---- Input material

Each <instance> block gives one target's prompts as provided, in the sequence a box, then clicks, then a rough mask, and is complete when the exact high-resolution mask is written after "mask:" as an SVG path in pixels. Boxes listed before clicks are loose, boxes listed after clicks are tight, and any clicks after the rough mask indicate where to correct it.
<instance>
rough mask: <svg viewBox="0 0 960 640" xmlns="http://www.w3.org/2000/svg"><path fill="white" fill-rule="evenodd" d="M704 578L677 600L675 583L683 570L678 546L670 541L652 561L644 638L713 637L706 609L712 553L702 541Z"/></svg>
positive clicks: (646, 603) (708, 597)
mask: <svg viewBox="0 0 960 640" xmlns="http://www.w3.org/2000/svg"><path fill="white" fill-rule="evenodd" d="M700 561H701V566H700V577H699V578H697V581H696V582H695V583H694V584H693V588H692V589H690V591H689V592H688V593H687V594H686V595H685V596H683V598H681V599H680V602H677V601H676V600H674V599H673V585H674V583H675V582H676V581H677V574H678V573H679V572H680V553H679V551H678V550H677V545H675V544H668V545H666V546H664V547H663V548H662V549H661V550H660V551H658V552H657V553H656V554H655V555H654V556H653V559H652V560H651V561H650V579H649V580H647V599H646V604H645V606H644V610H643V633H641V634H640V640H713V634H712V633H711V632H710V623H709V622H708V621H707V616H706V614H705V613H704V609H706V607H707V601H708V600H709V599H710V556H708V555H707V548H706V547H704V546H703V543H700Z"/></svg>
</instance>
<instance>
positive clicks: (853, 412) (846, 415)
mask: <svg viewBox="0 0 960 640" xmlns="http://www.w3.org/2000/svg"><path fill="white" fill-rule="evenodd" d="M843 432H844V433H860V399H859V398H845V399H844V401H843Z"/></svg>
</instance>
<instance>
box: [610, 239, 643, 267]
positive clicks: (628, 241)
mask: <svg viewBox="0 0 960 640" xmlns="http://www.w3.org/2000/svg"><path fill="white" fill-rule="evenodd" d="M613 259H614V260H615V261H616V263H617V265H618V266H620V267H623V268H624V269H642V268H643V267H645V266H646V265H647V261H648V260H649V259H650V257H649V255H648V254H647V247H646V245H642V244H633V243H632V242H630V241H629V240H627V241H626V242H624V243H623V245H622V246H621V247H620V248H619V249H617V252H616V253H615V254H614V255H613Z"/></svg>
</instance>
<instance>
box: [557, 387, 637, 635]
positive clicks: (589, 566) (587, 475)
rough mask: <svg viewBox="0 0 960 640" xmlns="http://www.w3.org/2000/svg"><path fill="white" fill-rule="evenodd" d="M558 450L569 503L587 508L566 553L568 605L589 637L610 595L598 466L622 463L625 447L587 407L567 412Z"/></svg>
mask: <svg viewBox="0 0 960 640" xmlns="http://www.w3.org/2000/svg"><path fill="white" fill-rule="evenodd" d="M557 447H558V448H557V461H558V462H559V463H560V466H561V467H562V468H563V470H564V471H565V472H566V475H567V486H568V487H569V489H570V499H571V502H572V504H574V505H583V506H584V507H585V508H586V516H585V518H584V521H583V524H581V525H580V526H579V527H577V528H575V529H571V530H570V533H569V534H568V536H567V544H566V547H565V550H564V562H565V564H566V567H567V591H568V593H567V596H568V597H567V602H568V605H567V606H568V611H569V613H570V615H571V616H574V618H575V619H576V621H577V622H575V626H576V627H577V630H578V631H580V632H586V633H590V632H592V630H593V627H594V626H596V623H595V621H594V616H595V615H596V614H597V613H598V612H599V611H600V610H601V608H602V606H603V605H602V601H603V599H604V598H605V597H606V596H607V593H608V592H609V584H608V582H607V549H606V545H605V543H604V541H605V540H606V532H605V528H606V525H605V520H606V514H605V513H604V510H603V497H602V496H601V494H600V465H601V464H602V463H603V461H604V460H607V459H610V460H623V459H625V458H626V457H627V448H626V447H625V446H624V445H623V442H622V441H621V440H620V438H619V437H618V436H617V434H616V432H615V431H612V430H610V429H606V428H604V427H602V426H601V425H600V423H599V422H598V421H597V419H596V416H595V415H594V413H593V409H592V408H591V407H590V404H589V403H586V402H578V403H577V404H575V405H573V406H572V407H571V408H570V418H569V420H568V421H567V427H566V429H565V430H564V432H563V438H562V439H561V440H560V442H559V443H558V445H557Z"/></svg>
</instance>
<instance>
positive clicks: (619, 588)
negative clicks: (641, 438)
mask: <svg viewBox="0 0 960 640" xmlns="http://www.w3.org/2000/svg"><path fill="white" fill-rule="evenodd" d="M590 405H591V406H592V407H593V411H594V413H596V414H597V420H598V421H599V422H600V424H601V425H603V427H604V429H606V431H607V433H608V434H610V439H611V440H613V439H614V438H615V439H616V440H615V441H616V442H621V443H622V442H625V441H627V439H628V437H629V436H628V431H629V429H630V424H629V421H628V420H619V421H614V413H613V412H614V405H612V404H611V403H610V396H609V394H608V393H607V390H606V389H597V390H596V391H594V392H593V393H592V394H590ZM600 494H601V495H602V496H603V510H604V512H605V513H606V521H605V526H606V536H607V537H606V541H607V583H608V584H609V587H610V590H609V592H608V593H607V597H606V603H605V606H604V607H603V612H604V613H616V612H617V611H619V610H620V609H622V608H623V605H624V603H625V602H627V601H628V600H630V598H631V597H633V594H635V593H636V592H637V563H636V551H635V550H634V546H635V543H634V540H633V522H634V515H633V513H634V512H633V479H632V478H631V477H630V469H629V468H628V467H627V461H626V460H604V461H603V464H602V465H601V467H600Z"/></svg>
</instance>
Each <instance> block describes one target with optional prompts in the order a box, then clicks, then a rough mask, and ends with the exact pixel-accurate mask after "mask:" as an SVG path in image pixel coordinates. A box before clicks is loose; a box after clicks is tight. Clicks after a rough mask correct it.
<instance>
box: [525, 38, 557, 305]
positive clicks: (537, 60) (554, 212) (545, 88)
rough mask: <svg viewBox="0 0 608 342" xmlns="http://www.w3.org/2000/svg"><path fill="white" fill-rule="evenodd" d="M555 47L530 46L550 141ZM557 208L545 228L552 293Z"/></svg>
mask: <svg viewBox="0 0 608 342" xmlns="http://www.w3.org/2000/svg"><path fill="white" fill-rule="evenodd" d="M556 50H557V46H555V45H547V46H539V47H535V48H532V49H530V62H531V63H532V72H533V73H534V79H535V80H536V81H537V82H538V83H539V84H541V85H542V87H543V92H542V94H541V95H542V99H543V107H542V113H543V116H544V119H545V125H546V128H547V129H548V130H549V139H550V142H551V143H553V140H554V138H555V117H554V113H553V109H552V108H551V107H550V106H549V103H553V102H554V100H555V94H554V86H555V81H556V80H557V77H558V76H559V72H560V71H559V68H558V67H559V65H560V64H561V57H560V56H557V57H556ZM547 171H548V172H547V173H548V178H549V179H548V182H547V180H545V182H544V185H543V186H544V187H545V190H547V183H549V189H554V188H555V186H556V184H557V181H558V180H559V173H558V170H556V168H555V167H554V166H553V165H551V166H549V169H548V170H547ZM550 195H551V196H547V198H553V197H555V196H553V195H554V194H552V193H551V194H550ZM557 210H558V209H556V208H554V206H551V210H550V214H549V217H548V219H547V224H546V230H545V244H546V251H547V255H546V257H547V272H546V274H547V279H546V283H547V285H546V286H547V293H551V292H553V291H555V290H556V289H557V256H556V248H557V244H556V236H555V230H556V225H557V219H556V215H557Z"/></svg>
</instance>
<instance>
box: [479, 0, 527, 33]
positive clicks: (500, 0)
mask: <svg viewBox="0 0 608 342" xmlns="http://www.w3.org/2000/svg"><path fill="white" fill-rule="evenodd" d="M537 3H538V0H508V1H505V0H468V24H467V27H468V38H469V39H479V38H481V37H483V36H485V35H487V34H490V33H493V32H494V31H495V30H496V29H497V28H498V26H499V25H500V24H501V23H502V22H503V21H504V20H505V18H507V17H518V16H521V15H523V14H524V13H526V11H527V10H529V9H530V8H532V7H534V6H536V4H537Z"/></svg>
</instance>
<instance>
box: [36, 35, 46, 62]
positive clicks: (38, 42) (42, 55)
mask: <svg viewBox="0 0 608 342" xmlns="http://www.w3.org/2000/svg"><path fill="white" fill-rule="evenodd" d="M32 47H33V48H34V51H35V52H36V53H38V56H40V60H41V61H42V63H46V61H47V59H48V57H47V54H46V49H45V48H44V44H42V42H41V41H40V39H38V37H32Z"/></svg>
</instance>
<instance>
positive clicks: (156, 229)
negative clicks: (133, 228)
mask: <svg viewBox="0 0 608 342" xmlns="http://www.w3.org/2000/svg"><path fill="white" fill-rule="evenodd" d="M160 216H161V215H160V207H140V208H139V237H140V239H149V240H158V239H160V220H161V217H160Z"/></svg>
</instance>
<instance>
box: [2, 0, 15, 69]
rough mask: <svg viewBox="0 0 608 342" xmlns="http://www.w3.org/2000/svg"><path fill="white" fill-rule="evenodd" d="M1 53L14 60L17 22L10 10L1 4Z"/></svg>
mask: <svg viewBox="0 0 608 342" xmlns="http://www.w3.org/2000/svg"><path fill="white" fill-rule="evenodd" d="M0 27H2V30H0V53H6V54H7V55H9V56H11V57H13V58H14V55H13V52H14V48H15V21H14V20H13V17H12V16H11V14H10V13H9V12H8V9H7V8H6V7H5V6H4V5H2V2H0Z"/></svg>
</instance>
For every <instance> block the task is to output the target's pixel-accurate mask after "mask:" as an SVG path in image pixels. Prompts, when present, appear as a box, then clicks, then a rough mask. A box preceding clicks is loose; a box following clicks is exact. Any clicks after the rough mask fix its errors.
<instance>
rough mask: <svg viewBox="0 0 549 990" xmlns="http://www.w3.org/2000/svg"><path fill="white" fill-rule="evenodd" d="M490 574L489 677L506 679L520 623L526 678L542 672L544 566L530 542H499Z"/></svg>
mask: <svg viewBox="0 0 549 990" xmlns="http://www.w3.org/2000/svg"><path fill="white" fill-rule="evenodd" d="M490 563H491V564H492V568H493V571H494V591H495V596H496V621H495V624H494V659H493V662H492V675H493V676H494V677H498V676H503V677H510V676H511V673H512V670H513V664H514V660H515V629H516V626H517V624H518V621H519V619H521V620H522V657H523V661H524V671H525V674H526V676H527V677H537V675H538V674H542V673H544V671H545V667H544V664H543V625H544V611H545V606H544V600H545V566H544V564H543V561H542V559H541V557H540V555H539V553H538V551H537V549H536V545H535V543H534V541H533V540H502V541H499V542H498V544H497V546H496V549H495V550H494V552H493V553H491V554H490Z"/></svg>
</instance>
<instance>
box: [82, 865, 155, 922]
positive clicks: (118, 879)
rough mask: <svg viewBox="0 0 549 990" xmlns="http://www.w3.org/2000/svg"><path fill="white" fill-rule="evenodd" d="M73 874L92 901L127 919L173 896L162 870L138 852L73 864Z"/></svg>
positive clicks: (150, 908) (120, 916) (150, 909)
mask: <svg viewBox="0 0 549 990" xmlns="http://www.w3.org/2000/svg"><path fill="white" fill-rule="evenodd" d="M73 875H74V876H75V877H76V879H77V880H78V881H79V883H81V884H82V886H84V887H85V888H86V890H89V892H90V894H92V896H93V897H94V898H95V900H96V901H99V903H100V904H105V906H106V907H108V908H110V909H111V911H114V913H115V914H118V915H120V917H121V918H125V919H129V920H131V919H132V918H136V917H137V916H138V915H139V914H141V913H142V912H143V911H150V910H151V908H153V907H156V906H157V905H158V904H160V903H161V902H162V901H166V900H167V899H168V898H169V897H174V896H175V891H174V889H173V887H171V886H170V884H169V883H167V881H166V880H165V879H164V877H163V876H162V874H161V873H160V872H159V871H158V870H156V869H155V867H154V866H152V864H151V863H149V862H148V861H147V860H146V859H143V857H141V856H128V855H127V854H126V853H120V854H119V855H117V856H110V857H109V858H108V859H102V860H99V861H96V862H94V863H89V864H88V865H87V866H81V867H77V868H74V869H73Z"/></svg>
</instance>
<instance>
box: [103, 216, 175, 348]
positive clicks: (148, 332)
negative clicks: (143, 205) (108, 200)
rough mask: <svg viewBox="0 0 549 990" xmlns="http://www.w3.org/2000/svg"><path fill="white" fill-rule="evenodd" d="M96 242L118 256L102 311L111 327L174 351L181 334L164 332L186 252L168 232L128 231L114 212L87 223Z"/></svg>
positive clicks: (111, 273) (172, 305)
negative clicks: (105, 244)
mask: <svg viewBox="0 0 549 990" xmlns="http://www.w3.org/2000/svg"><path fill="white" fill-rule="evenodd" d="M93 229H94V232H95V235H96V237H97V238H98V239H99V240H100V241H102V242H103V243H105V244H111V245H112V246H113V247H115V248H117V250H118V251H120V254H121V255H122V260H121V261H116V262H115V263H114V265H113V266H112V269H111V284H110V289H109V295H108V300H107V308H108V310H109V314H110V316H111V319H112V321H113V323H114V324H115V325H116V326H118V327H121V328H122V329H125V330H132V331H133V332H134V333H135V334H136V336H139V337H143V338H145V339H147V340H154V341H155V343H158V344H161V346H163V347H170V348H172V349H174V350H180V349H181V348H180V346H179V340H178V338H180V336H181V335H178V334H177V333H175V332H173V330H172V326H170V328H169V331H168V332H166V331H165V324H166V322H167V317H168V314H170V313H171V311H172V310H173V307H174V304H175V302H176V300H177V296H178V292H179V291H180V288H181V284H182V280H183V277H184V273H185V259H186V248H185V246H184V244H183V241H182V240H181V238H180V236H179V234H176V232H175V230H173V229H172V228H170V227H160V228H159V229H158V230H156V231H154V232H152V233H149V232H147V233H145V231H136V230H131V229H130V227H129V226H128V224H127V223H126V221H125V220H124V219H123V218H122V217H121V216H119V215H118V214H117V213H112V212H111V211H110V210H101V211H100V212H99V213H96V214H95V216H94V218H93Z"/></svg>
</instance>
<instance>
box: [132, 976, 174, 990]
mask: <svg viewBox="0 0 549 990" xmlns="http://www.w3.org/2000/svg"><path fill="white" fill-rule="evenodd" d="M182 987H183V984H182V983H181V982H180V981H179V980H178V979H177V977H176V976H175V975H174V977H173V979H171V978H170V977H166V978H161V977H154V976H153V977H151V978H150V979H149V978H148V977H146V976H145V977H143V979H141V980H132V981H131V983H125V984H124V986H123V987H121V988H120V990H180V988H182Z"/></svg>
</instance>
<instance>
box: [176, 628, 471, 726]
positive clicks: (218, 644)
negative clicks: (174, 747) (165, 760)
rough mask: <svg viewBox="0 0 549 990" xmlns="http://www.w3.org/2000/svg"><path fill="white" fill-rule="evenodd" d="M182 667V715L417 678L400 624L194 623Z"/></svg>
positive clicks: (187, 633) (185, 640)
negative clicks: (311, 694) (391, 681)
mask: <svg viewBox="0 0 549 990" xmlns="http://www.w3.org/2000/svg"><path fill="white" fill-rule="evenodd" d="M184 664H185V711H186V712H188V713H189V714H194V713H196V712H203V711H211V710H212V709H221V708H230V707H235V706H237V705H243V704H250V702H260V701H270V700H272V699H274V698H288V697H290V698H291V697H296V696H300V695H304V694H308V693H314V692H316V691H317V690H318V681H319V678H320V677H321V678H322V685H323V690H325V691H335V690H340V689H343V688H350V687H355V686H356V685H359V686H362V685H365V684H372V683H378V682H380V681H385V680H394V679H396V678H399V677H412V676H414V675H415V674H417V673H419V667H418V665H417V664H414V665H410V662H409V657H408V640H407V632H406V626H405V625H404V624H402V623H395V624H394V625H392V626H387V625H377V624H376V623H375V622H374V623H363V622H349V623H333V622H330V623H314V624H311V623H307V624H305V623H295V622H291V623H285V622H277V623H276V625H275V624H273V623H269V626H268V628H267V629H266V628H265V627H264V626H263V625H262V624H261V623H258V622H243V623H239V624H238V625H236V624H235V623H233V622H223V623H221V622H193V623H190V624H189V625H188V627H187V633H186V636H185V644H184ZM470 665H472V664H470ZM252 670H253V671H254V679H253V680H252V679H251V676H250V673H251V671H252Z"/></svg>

--------

Exercise instructions =
Among the records, find all lines that include the string "image" and return them.

Final answer =
Each <instance> block describes one target with optional prompts in the order a box, then clicks, then a rough mask, and ends with the exact pixel-accurate mask after "mask:" as an SVG path in image pixel coordinates. A box before clicks is loose; a box after clicks is tight. Clicks after a rough mask correct it.
For every <instance> block the task is to output the target's pixel-accurate mask after "mask:" as an SVG path in image pixels. Prompts, when present, appear as a box, then clicks, then a rough mask. A box preceding clicks is loose; a box following clicks is exact. Any clicks after the rough mask fix its errors.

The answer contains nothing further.